Dataset entries:
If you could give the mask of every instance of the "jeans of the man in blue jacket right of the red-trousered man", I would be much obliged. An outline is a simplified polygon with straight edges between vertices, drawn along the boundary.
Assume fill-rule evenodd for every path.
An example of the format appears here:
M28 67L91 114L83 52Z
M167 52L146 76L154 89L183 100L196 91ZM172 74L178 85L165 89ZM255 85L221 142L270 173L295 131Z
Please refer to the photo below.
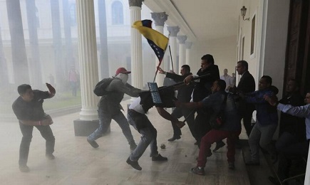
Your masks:
M276 149L274 144L272 144L272 137L277 129L277 125L259 125L257 122L251 134L249 134L249 147L251 149L252 161L259 162L259 145L267 150L269 154L275 154Z

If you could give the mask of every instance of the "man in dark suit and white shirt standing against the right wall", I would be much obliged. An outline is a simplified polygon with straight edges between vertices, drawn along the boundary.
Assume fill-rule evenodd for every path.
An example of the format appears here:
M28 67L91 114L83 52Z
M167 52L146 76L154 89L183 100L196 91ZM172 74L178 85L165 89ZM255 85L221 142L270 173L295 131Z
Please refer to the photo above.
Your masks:
M238 75L241 75L238 86L234 88L229 88L229 92L234 94L242 93L246 95L247 93L252 93L255 90L255 80L251 73L249 73L249 64L245 60L240 60L237 62L237 72ZM252 131L252 114L254 111L254 105L247 103L244 100L239 100L238 112L240 118L243 119L243 125L247 132L247 135Z

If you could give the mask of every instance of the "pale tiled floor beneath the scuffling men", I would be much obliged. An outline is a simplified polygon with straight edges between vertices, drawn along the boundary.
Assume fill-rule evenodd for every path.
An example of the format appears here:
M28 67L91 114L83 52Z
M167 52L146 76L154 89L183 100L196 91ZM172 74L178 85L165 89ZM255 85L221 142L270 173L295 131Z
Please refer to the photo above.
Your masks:
M124 108L128 102L122 102ZM33 129L28 162L31 171L21 173L18 168L19 124L17 121L1 122L0 184L249 184L241 150L236 151L234 171L228 169L227 149L222 147L208 158L205 176L191 174L190 168L196 164L198 149L188 127L182 128L181 139L167 142L172 136L170 122L160 117L155 108L148 112L148 117L157 129L157 144L166 145L165 149L158 147L168 161L152 162L147 149L139 160L142 171L125 162L130 154L129 145L114 121L110 134L97 140L98 149L93 149L86 142L86 137L74 136L73 120L78 119L76 112L53 118L55 160L46 159L45 141L38 130ZM138 143L140 134L130 128Z

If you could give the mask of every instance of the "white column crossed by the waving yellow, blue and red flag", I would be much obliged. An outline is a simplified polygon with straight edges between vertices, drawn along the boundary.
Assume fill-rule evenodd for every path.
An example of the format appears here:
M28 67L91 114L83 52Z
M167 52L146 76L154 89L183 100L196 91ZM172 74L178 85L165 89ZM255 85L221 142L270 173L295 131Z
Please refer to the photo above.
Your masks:
M155 21L155 30L160 33L164 33L164 25L165 25L165 21L167 21L168 15L165 12L150 13L150 14L152 15L152 18ZM162 68L162 70L168 70L164 67L165 66L164 63L165 63L165 57L162 58L162 64L160 65L160 68ZM159 65L159 60L157 57L155 57L155 71L157 70L156 67L158 65ZM158 87L161 87L164 84L164 78L165 78L165 75L157 73L156 83Z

:: THE PROBLEM ::
Copy each line of the records containing the string "along".

:: ANSWER TO THIS EXERCISE ::
If you could give the mask of every instance of the "jeans of the man in blue jacket right of the red-trousered man", I would be much obliged. An outline is a simplified polygon with straight edges between vertices, drawn along the boundary.
If you could give the mask of every instance of the "man in dark suit and white shirt standing against the right wall", I would be much obliged. An outline is a simplified polygon with straight edges between vertices, drawn along the boundary.
If you could give the mask of every instance of the "pale tiled floor beneath the scuffling men", I would be much obliged. An outline is a simplified polygon with straight edges between vertices, drawn along the boundary.
If you could give the mask of every instance of the "white column crossed by the waving yellow, blue and red flag", I would be much obliged. An outline is a simplified polygon with straight edges between vertices, drawn along the boundary.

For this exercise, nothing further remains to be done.